Excerpt provided:
○ ○ ○ ○ ○ ○ ○

The start of summer usually signifies a drop in viral respiratory infections. However, this is also the season for high humidity, thunderstorms and various environmental allergens, all of which can be especially hard on some people with asthma whose symptoms can strike at any time.
Asthma is a complex condition characterized by swollen and narrowed airways. According to the center for disease control, it affects about 22 million people in the United States and is caused by a combination of genetic and environmental factors. Onset is usually in early childhood and it may or may not be associated with eczema and/ or allergic rhinitis/ hay fever.
Diagnosing asthma, especially in a young child, can be challenging as there is no specific test available. Doctors might perform some studies (lung function testing, chest X-ray, etc.) to aid diagnosis. Asthma symptoms can be episodic or persistent. Symptoms include cough, shortness of breath, chest tightness, wheezing (whistling noise while breathing), exercise intolerance, fatigue, etc.

○ ○ ○ ○ ○ ○ ○

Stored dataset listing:
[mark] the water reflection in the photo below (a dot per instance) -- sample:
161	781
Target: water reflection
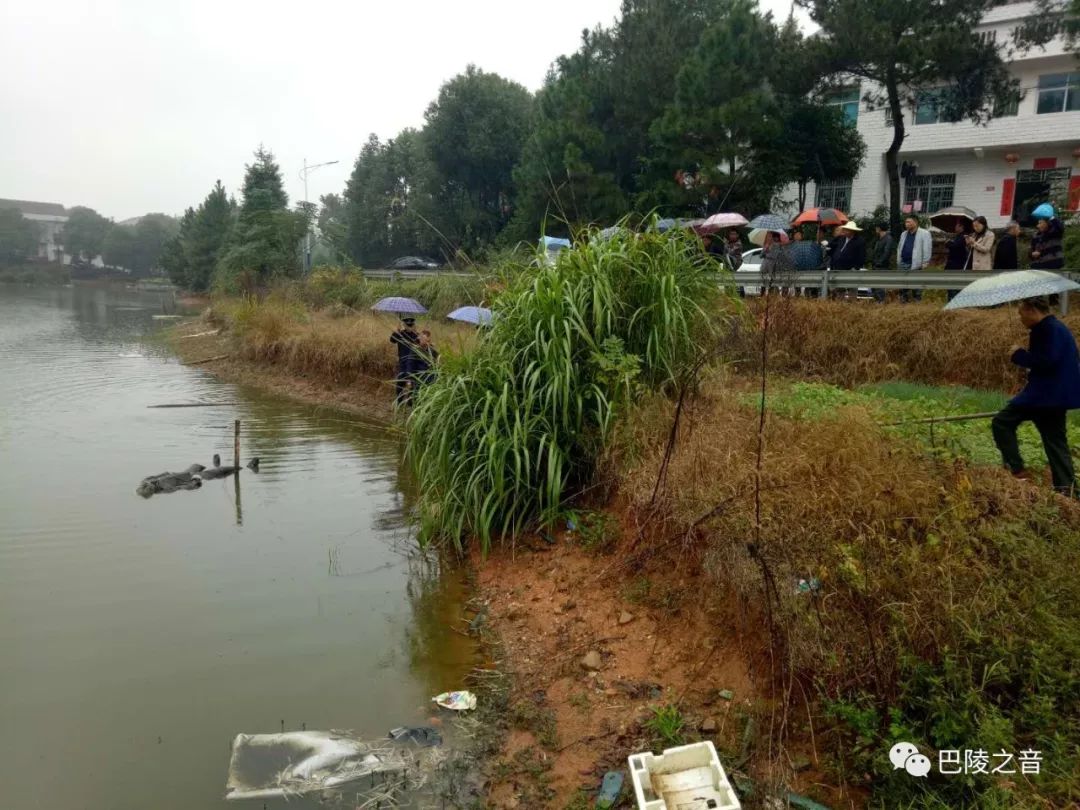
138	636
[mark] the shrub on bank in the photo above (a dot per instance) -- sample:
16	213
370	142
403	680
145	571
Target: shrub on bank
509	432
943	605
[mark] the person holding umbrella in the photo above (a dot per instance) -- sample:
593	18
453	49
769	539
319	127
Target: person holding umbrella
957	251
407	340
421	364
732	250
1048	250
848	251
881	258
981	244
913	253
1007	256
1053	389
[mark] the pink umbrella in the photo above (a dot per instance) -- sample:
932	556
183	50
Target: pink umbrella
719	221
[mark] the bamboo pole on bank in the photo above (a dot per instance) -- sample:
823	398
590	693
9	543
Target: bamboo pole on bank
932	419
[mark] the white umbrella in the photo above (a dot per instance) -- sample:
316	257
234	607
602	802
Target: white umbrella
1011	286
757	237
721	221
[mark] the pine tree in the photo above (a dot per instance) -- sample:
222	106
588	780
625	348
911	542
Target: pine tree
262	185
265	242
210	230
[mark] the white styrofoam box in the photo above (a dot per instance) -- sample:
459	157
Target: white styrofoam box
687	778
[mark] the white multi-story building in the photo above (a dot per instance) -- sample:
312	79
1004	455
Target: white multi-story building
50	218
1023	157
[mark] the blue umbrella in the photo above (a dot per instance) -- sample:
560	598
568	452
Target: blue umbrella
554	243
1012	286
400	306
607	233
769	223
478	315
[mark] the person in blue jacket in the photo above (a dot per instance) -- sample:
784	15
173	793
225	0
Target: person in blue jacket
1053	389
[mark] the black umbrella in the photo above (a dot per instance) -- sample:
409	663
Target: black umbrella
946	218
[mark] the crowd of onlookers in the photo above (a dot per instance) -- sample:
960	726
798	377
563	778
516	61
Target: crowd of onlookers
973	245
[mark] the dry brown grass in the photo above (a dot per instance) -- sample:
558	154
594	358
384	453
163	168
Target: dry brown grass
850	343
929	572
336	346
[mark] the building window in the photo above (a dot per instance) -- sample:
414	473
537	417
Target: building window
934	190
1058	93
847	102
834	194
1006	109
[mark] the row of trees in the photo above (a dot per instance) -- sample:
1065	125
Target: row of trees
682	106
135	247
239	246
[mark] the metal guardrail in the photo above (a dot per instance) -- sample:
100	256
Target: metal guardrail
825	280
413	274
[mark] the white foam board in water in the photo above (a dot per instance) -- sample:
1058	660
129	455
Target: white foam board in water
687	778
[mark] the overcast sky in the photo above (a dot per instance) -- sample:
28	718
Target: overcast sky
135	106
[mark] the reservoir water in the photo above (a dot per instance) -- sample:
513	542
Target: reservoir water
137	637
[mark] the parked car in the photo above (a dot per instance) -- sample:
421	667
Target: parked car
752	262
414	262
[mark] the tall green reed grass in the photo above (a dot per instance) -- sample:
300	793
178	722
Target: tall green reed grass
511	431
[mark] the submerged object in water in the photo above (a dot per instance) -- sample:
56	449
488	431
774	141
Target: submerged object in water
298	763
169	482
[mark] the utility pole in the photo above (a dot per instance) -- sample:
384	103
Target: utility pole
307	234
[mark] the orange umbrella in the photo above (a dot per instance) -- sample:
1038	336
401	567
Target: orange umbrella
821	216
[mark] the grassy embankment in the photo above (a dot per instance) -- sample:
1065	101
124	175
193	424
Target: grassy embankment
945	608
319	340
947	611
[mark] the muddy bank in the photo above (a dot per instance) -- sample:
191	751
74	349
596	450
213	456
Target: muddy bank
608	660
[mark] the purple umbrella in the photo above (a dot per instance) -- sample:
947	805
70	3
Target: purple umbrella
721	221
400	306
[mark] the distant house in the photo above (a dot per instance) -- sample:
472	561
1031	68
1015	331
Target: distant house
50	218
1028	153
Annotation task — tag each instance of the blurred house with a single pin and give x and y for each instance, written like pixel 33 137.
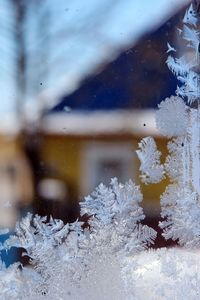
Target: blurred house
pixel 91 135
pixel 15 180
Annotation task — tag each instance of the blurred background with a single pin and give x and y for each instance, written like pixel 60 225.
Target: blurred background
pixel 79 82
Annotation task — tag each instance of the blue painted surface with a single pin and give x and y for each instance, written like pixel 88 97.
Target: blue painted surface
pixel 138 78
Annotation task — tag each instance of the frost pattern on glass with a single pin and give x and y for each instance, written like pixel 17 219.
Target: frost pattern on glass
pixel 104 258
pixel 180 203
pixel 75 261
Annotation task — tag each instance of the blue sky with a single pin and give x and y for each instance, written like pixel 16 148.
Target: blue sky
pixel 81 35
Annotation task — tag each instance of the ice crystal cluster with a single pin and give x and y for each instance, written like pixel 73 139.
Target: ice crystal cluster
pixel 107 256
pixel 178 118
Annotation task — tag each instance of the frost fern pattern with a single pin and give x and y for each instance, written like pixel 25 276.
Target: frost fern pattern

○ ○ ○ ○ ○ ○ ○

Things to do:
A. Copy everything in the asthma passage from "Asthma is a" down to "intolerance, fatigue, etc.".
B. Continue the asthma passage from its final sentence onward.
The listing comes from a separate source and is not part of the asthma passage.

Solved problems:
A.
Asthma is a complex condition characterized by swollen and narrowed airways. According to the center for disease control, it affects about 22 million people in the United States and is caused by a combination of genetic and environmental factors. Onset is usually in early childhood and it may or may not be associated with eczema and/ or allergic rhinitis/ hay fever.
Diagnosing asthma, especially in a young child, can be challenging as there is no specific test available. Doctors might perform some studies (lung function testing, chest X-ray, etc.) to aid diagnosis. Asthma symptoms can be episodic or persistent. Symptoms include cough, shortness of breath, chest tightness, wheezing (whistling noise while breathing), exercise intolerance, fatigue, etc.

B.
Various factors can trigger asthma, including tobacco smoke, seasonal allergies, viral upper respiratory infections, cold air, exercise, air pollution, etc. An asthma attack or exacerbation is when there is worsening of baseline symptoms and this can range in severity from mild to life threatening. A device called “peak flow meter” can be used to assess the severity of an exacerbation more objectively. Poorly controlled asthma can also affect a person’s quality of life. Fortunately, asthma can usually be managed by the following means:
There are two categories of medications for asthma:
▪ Rescue/quick-relief drugs (usually albuterol) – these are meant to be used during an acute asthma attack to provide immediate relief of symptoms. Rescue inhalers must be available at all times and should be started at the first sign of an exacerbation.
▪ Controllers – these are used to prevent exacerbations or decrease persistent symptoms. Most controllers only work if they are taken consistently on a daily basis for a long period of time. Some commonly used controllers are inhaled corticosteroid (ICS), Montelukast, combination inhalers, etc. Most of these medications have a low side effect profile and benefits of using them often outweigh any risks.
The most ideal method to deliver inhaled medications in children (and even most adults) is either via a nebulizer machine or by a Metered Dose Inhaler (MDI) with a spacer. It cannot be stressed enough that using MDI without a spacer is extremely ineffective. Placing an inhaler directly in the mouth will lead to deposition of the drug in the mouth and throat instead of delivering the drug to the lungs where it is required to act.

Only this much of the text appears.